(Data provided):
* start *

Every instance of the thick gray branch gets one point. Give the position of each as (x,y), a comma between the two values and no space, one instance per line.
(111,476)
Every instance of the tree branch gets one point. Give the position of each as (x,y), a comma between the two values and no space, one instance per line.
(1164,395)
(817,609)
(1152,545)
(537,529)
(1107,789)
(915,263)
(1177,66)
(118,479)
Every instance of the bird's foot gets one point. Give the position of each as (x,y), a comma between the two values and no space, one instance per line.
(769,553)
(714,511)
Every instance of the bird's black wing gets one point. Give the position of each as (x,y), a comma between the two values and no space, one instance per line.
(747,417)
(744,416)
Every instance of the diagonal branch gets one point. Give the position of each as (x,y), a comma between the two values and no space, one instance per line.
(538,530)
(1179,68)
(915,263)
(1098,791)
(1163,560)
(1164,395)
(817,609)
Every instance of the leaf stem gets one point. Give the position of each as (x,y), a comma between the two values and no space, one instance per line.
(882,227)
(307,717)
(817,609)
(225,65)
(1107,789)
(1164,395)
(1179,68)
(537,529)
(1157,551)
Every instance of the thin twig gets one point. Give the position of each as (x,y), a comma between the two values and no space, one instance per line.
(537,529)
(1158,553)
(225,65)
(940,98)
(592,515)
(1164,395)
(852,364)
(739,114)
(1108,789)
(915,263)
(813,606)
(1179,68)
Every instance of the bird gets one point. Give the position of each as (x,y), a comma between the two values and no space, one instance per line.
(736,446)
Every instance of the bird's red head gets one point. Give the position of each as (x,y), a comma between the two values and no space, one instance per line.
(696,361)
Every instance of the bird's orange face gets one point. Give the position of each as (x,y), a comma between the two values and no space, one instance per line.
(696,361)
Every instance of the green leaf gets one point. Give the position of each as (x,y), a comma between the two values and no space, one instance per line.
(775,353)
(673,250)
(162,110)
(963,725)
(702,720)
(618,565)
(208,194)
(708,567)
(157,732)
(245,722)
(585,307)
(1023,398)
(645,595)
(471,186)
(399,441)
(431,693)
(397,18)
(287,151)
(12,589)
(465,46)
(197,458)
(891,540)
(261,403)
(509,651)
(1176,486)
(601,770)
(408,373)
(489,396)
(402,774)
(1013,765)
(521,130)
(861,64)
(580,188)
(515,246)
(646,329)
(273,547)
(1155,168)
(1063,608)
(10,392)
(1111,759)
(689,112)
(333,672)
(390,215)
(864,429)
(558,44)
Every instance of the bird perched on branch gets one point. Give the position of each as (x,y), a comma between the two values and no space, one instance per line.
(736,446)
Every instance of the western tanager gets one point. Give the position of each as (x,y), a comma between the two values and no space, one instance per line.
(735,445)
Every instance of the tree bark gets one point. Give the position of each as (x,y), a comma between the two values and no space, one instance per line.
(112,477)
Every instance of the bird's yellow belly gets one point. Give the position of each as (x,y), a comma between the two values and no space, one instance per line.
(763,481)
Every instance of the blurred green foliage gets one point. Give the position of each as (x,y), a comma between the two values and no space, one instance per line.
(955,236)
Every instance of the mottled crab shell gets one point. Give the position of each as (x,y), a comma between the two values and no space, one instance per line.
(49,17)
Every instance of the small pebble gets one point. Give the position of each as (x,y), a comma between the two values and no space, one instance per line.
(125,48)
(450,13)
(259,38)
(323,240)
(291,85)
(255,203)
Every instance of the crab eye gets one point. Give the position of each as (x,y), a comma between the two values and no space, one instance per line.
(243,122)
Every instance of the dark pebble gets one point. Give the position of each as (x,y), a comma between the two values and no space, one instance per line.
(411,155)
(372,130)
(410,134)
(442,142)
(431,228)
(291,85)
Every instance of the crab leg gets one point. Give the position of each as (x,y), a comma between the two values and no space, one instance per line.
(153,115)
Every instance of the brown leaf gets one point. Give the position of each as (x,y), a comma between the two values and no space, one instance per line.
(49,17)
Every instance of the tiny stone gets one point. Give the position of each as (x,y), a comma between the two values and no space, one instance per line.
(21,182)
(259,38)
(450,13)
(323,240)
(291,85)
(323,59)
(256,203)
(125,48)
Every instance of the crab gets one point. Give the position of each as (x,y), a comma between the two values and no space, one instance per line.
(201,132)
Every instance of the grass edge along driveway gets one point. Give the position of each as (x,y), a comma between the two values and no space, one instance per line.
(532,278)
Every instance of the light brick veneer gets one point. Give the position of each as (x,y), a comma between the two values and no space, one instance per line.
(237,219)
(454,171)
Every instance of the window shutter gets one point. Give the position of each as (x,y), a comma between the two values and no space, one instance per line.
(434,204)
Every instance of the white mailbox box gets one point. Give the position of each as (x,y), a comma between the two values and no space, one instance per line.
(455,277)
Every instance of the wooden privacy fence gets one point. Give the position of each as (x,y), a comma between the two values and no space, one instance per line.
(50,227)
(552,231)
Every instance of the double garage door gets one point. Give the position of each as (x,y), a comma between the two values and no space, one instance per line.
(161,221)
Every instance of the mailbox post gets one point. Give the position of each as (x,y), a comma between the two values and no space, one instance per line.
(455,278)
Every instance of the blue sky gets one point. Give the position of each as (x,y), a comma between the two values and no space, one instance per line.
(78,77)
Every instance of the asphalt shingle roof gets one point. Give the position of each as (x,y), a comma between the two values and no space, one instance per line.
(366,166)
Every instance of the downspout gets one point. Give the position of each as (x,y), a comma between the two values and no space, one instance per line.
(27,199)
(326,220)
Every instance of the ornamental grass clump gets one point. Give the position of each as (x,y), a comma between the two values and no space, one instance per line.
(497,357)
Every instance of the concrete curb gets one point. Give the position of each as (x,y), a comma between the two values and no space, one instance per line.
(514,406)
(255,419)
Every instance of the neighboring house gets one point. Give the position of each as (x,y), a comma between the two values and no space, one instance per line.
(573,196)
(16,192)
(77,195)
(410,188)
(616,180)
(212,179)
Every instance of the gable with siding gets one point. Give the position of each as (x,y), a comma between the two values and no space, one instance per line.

* end *

(Exercise brief):
Quote each line above in full, word for word.

(Right answer):
Every instance of the thick gray branch gets one point. Give the position of each as (x,y), a comma between the two values and no space, one instance per line.
(111,476)
Every instance of the tree branch gets one point. Give the position of each as (x,y), a comma between the two values and no space, one instance per line.
(1164,395)
(817,609)
(1152,545)
(537,529)
(1107,789)
(915,263)
(1177,66)
(118,479)
Every instance of the bird's foot gets one point. Give the position of each as (x,y), a comma between the two values and no space, one instance per line.
(769,553)
(714,511)
Every instance of the bird's black wing gets one point. Give the position of each as (x,y), a comma between the two values and no space, one instance per line.
(747,417)
(744,416)
Every instance of the diagonal branch gets one point. Give the position of each as (x,y), a comma between the two values and no space, one instance per line.
(538,530)
(1179,68)
(915,263)
(1098,791)
(1163,560)
(1164,395)
(817,609)
Every instance of the leaf stem gets one point. Give the position of each as (x,y), a comma between the two values and no space, one instance per line.
(882,227)
(307,717)
(817,609)
(225,65)
(1107,789)
(1164,395)
(1179,68)
(537,529)
(1157,551)
Every instance of the thin twig gets one point. Give the position of each as (x,y), a comma between the two values and no space, one instance per line.
(537,529)
(1158,553)
(225,65)
(940,98)
(592,515)
(1164,395)
(852,364)
(739,114)
(1108,789)
(915,263)
(813,606)
(1179,68)
Every instance of the bird gets one point. Give the position of each as (x,y), a comma between the two values and no space, one instance per line.
(736,446)
Every instance of the bird's red head gets one point. Give the position of each as (x,y), a comma between the two values and no space, one instance per line.
(696,361)
Every instance of the bird's orange face gets one point. Give the position of each as (x,y), a comma between the two values and no space, one instance per line.
(696,361)
Every instance of the green leaf gets one point. Give the position of each as (x,y), a comma between the two values and no space, one instance per line.
(775,353)
(673,250)
(162,110)
(963,725)
(702,720)
(618,565)
(208,194)
(708,567)
(157,732)
(245,722)
(585,307)
(1023,398)
(645,595)
(471,186)
(399,441)
(431,693)
(397,18)
(287,151)
(12,589)
(465,46)
(197,458)
(891,540)
(261,403)
(509,651)
(1176,486)
(601,770)
(408,373)
(489,396)
(402,774)
(1013,765)
(521,130)
(861,64)
(580,188)
(515,246)
(646,329)
(273,547)
(1155,168)
(1063,608)
(10,392)
(1111,759)
(689,112)
(333,672)
(390,215)
(864,429)
(558,44)
Every instance of the bird perched on branch gets one point. Give the position of each as (x,y), a comma between the two values and no space, one instance per line.
(736,446)
Every instance of the western tanager gets one point. Give the position of each as (x,y), a comma between the two values and no space, one instance per line.
(735,445)
Every instance of the tree bark gets one point. Give the position of each as (x,y), a comma between the two values and no space, one instance per line.
(112,477)
Every instance of the bird's yellow belly gets one point. Give the position of each as (x,y), a comma between the two values and no space, one instance per line.
(763,481)
Every instance of the blurred green foliage gets one point. Give the position of each as (x,y), a comma between the two values and no space, one instance per line.
(955,236)
Every instance of the mottled crab shell gets one point. Give the position of each as (x,y), a comma between the two values and no space, one instance per line.
(49,17)
Every instance of the small pebble gets one point. Give the position of each as (x,y), a comma between the two values and no space, one instance per line.
(125,48)
(450,13)
(259,38)
(323,240)
(291,85)
(255,203)
Every instance of the crab eye gets one point. Give the position of each as (x,y), a comma between the two values and no space, one instance per line.
(243,122)
Every instance of the dark pebble gets one point. Give the position of each as (x,y), a comma between the two values and no space, one instance per line.
(411,155)
(372,130)
(410,134)
(442,142)
(431,228)
(291,85)
Every instance of the crab leg gets one point. Give the position of each as (x,y), a comma between the two values and no space, one instance per line.
(153,115)
Every instance of the brown leaf gets one point. Give the position of each as (x,y), a comma between the two values and no space, one instance per line.
(49,17)
Every instance of the tiny stone gets one point. Give the position of each as (x,y), a comma between the two values and no space, one instance per line.
(21,182)
(259,38)
(450,13)
(323,240)
(291,85)
(323,59)
(256,203)
(125,48)
Every instance of the crab gets one point. Give the position of each as (x,y), a comma between the two values and no space, one instance per line.
(201,132)
Every instance of the grass edge along driveway gets one point. Give the position of each as (x,y), a comma between the two values and no space, one instance per line.
(532,278)
Every instance of the light brick veneer gets one point. Give the position of each as (x,y), a comma between the two values and no space, one instance per line.
(237,219)
(454,171)
Every instance of the window shutter gets one point. Give the position of each as (x,y), a comma between the two values and no space, one instance per line.
(434,204)
Every instance of the white mailbox box gets one point. Give the position of each as (x,y), a comma between the two values and no space, one instance per line.
(455,277)
Every instance of the wooden privacy fence gets one point. Give the position of each as (x,y), a comma between the two values and no space, one instance per line.
(50,227)
(552,231)
Every instance of the double garage door gets one point. Give the position of each as (x,y), a comma between the two values and no space, one instance per line.
(161,221)
Every instance of the mailbox post gets one point. Give the position of each as (x,y), a comma between the two values and no space, one instance per line.
(455,278)
Every instance of the blue sky gets one point. Give the position of each as (x,y), a comma between the two values and no space, one instance per line.
(78,77)
Every instance of the asphalt shingle roof gets one point. Give the position of each as (x,y), a comma between the two values and no space, one instance per line.
(366,166)
Every instance of the downspout gets one point. Give the position of each as (x,y), a comma between the two values and no space, one instance per line.
(27,199)
(326,220)
Every instance of the ornamental grass clump gets one point. Give the position of each as (x,y), a comma between the two values and no space, one instance per line.
(497,357)
Every instance of the concrete curb gets one point. Give the position of each as (x,y), a comma between the two values and no space, one instance per line.
(514,406)
(255,419)
Every instance of the neighboring house gets one point. Give the position of each as (x,y), a comma between the two values and no space, one instance per line.
(573,196)
(16,192)
(77,195)
(410,188)
(616,180)
(212,179)
Every instance of the gable with siding gets one point. Give the position of each as (x,y), a comma between the two values and no space, one instance per line.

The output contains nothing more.